With Face-to-Face Meetings Sidelined, What’s Next for Experience Centers?
November 06, 2020 | By Molly Murphy and Michael Schneider
Experience centers — often referred to as sales, innovation, customer, or briefing centers — are a catalyst for developing and fostering a deep connection between an audience and a brand. Like many businesses around the world, customer experience centers have closed their doors as we wait for safer times to travel and collaborate in person.
Although travel has diminished and large gatherings are on hold, the need for companies to engage existing and potential customers and their respective partners in a unique setting remains. In fact, we believe the need to think outside the norm, to work together, and to innovate during this unusual time is more valuable than ever. According to a Gensler U.S. Workplace Survey, workplaces with innovation hubs deliver 16-24% higher effectiveness and experience scores, demonstrating that their investment and success improves how we work. Experience centers are a space to help understand and inform our reimagined future.
At Gensler, we are asking critical questions to understand how experience centers can not only operate but thrive during this time of limited travel and infrequent face-to-face interactions. In what ways can we take advantage of this moment of accelerated technology adoption to uncover solutions for how we continue to collaborate, engage, and innovate? Additionally, how can we reimagine the relationship between the participant and the experience center?

Data extracts:
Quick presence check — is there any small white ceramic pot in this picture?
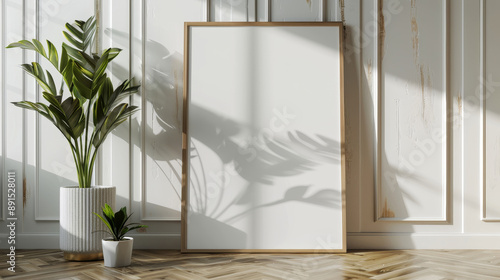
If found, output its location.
[102,237,134,267]
[59,186,116,261]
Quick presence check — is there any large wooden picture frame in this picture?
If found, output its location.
[181,22,346,253]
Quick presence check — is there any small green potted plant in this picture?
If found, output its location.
[94,204,148,267]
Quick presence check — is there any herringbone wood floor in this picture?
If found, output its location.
[0,250,500,280]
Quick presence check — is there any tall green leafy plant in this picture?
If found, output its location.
[7,17,139,188]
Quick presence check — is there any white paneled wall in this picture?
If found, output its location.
[0,0,500,249]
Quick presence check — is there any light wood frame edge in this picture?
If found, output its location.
[181,21,347,254]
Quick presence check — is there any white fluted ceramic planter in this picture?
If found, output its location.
[59,186,116,261]
[102,237,134,267]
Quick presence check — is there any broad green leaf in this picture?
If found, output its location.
[63,31,84,51]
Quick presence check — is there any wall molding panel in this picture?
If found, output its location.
[373,0,451,222]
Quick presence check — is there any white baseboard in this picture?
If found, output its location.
[347,233,500,250]
[0,233,500,250]
[0,233,181,250]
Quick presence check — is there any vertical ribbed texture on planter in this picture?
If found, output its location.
[59,186,116,261]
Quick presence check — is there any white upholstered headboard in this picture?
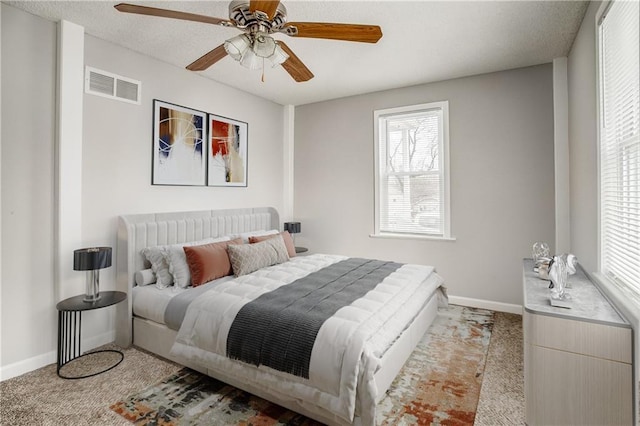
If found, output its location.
[116,207,280,347]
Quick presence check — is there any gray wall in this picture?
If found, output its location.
[0,4,285,375]
[294,64,555,304]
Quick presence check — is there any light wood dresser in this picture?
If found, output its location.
[522,259,633,426]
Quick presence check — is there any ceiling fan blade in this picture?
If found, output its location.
[249,0,280,19]
[282,22,382,43]
[187,44,227,71]
[113,3,233,26]
[278,41,313,83]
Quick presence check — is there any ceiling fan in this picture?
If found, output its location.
[114,0,382,82]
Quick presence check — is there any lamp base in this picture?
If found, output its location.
[82,293,101,303]
[82,269,100,303]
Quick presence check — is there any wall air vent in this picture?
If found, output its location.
[84,67,142,105]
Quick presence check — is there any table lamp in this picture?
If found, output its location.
[73,247,111,303]
[284,222,301,245]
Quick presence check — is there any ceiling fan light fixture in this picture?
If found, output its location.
[224,34,251,61]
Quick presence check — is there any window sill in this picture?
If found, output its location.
[590,272,640,328]
[369,233,456,241]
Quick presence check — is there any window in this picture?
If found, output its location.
[374,101,451,238]
[598,1,640,297]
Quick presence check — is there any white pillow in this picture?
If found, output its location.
[227,235,289,277]
[231,229,280,244]
[142,237,227,289]
[142,246,173,289]
[135,269,156,286]
[163,237,230,288]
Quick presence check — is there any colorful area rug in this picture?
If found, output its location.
[110,305,494,426]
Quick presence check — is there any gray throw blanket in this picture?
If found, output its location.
[227,258,402,379]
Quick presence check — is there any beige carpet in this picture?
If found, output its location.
[0,313,524,426]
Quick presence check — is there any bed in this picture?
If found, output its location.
[116,207,446,425]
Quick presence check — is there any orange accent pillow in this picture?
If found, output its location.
[249,231,296,258]
[184,238,242,287]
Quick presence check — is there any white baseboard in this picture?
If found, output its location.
[449,296,522,315]
[0,331,116,382]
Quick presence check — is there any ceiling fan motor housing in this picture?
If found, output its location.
[229,0,287,34]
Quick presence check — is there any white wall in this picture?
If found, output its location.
[568,2,600,272]
[0,4,57,374]
[294,64,555,305]
[1,4,285,378]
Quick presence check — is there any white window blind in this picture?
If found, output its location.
[599,1,640,296]
[374,101,450,238]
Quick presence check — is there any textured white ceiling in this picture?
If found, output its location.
[3,0,588,105]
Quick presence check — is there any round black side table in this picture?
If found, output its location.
[56,291,127,379]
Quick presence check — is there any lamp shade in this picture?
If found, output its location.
[284,222,302,234]
[73,247,111,271]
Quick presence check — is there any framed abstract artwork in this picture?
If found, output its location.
[207,114,249,186]
[151,99,207,185]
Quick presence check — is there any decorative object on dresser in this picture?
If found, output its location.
[73,247,111,303]
[522,256,633,426]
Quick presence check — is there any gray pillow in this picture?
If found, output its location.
[227,235,289,277]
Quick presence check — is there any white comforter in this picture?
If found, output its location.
[171,254,442,424]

Problem 1: In the article on experience centers, how much higher are the effectiveness and experience scores of workplaces with innovation hubs, according to the Gensler U.S. Workplace Survey?
Problem 2: Continue the article on experience centers from its last sentence.

Your response 1: They are 16-24% higher.

Your response 2:
The Virtual Venue
In the immediate future, experience centers need to adapt rapidly to regain their purpose. Previous investments in content and experience design do not need to go to waste and can instead be transformed within a new virtual venue. A virtual space does, however, present several new challenges. We are identifying and solving these challenges so that our client’s experience centers remain relevant, useful, and even more impactful.
- Creating a World-Apart Experience
One of the basic needs of experience centers is to provide a change of scenery that helps transition participants away from the distractions of everyday life into a creative state of mind. It is critical to create dynamic environments where guests can explore information in ways that do not resemble a website interface or remote presentation. With cybersecurity firm Forcepoint, we created an immersive experience center in Boston that demonstrates their human and behavior-centric approach to their work. A series of layered, translucent panels, which become the backdrop for a sequence of voiced-over data visualizations and an interactive activity, take the visitor through distinct touchpoints focused on the intersection of people and data.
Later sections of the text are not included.